• _The records_:
******

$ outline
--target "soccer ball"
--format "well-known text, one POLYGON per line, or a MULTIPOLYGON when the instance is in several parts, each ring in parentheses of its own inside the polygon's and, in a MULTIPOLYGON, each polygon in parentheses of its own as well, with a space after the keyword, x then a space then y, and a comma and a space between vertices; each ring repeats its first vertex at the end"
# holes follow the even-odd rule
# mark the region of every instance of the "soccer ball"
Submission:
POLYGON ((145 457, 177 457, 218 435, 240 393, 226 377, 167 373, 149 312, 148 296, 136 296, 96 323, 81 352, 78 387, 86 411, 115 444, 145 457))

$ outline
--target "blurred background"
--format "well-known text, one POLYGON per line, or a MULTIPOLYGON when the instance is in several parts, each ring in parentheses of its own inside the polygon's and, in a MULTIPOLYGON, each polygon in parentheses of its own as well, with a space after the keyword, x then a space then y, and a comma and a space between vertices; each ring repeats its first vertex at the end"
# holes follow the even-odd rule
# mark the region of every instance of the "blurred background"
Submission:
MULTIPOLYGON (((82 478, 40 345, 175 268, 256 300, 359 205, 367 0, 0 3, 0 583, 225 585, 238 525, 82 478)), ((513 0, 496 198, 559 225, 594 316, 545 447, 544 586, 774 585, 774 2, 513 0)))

******

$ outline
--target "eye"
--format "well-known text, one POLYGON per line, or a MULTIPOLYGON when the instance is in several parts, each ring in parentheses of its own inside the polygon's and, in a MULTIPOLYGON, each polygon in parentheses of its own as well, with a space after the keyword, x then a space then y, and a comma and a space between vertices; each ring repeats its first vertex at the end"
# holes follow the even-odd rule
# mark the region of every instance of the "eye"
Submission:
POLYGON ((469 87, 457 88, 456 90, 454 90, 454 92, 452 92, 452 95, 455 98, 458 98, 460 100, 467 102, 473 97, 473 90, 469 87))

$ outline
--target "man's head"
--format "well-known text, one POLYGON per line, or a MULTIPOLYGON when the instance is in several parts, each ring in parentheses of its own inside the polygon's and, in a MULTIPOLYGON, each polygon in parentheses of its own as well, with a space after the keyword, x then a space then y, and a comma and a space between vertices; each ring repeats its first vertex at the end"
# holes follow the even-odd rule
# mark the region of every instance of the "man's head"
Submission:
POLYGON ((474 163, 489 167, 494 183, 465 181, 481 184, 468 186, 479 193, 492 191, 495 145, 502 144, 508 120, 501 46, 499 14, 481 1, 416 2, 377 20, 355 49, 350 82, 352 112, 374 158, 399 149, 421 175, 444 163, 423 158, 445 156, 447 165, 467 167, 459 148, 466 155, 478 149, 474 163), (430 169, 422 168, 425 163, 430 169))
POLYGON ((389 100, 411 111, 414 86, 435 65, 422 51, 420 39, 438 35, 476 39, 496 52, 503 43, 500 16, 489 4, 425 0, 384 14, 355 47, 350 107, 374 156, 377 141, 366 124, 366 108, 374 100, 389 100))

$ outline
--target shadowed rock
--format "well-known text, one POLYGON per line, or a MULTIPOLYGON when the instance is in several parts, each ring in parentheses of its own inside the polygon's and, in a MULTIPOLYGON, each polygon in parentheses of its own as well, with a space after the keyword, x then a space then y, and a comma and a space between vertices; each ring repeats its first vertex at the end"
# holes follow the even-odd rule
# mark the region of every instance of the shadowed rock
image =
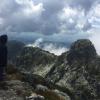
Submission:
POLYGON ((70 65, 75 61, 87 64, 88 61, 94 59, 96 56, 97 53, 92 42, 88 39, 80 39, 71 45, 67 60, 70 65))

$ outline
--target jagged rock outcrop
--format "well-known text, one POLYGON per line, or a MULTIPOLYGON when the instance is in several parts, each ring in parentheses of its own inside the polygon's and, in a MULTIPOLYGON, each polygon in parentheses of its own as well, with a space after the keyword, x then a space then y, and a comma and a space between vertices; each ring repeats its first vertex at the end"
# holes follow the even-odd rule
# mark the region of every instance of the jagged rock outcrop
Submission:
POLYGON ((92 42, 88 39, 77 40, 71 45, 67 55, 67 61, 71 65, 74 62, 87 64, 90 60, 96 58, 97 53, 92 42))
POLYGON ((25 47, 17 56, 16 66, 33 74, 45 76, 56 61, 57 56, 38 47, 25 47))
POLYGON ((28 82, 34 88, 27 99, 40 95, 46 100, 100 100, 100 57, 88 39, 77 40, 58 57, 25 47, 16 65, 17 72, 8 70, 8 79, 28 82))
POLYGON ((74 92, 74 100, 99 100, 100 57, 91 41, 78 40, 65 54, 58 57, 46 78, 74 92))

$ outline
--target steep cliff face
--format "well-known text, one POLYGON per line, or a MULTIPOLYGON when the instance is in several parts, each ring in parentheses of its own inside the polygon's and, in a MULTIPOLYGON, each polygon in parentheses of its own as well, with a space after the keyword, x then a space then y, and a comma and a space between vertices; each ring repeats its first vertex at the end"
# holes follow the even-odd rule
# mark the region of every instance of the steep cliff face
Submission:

******

• _Your task_:
Using only the data above, copy out the lines that include the word "ball".

• _Result for this exercise_:
--target "soccer ball"
# mark the region of every instance of the "soccer ball"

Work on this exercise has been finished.